INPUT DATA |
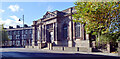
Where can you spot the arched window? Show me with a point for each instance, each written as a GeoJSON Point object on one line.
{"type": "Point", "coordinates": [65, 31]}
{"type": "Point", "coordinates": [77, 30]}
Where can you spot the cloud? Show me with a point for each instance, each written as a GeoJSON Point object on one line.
{"type": "Point", "coordinates": [15, 8]}
{"type": "Point", "coordinates": [1, 10]}
{"type": "Point", "coordinates": [14, 17]}
{"type": "Point", "coordinates": [49, 8]}
{"type": "Point", "coordinates": [11, 22]}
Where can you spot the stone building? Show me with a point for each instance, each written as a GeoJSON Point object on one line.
{"type": "Point", "coordinates": [20, 36]}
{"type": "Point", "coordinates": [58, 28]}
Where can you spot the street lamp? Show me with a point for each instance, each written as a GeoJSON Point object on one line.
{"type": "Point", "coordinates": [23, 30]}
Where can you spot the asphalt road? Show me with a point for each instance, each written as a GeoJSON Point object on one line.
{"type": "Point", "coordinates": [21, 53]}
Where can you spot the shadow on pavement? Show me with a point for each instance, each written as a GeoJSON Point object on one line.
{"type": "Point", "coordinates": [32, 55]}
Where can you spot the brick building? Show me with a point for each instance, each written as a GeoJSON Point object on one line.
{"type": "Point", "coordinates": [19, 36]}
{"type": "Point", "coordinates": [58, 28]}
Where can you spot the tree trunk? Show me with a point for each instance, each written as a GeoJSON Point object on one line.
{"type": "Point", "coordinates": [118, 48]}
{"type": "Point", "coordinates": [108, 47]}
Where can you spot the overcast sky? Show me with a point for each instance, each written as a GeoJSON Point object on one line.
{"type": "Point", "coordinates": [12, 11]}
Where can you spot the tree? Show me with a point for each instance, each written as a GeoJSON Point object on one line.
{"type": "Point", "coordinates": [4, 35]}
{"type": "Point", "coordinates": [99, 17]}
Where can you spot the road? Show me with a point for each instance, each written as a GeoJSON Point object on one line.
{"type": "Point", "coordinates": [34, 53]}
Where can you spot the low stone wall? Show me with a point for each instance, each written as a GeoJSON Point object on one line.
{"type": "Point", "coordinates": [70, 48]}
{"type": "Point", "coordinates": [57, 48]}
{"type": "Point", "coordinates": [79, 49]}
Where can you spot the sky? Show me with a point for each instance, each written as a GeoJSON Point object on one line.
{"type": "Point", "coordinates": [11, 12]}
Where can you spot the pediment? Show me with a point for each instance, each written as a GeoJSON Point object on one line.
{"type": "Point", "coordinates": [48, 14]}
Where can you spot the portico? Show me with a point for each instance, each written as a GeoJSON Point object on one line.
{"type": "Point", "coordinates": [58, 29]}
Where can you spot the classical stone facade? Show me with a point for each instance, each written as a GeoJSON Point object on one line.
{"type": "Point", "coordinates": [58, 28]}
{"type": "Point", "coordinates": [19, 36]}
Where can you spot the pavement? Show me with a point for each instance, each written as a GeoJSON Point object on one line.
{"type": "Point", "coordinates": [53, 51]}
{"type": "Point", "coordinates": [32, 52]}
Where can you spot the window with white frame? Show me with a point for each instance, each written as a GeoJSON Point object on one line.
{"type": "Point", "coordinates": [25, 31]}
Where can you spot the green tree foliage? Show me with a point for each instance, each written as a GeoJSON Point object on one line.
{"type": "Point", "coordinates": [4, 35]}
{"type": "Point", "coordinates": [99, 17]}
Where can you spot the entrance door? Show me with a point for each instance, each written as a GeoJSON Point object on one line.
{"type": "Point", "coordinates": [51, 37]}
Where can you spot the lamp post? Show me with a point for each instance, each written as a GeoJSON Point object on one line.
{"type": "Point", "coordinates": [23, 30]}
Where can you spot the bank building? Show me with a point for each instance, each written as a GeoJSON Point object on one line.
{"type": "Point", "coordinates": [57, 31]}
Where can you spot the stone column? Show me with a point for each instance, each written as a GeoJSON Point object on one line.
{"type": "Point", "coordinates": [33, 40]}
{"type": "Point", "coordinates": [40, 40]}
{"type": "Point", "coordinates": [54, 31]}
{"type": "Point", "coordinates": [45, 34]}
{"type": "Point", "coordinates": [108, 47]}
{"type": "Point", "coordinates": [74, 30]}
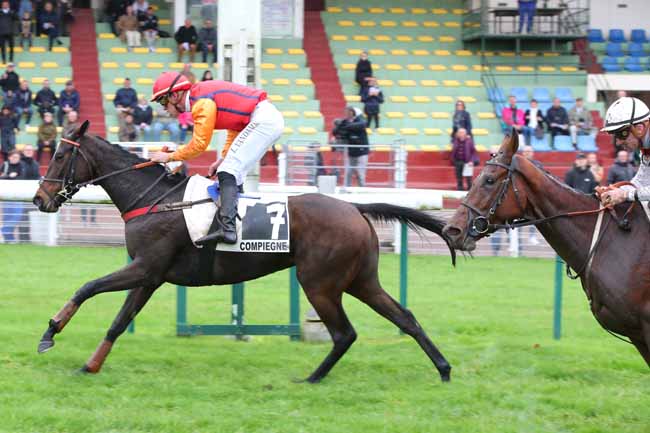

INSTRUCTIONS FOR THE TASK |
List every line of the entries above that contains the word "window".

TASK RESULT |
Where can you spot the arched window? Show me with a point for each instance, each written as a GeoJSON Point object on one line.
Where can you spot the window with white frame? Show me with a point for each instance, each written as a GeoJSON Point object on one line.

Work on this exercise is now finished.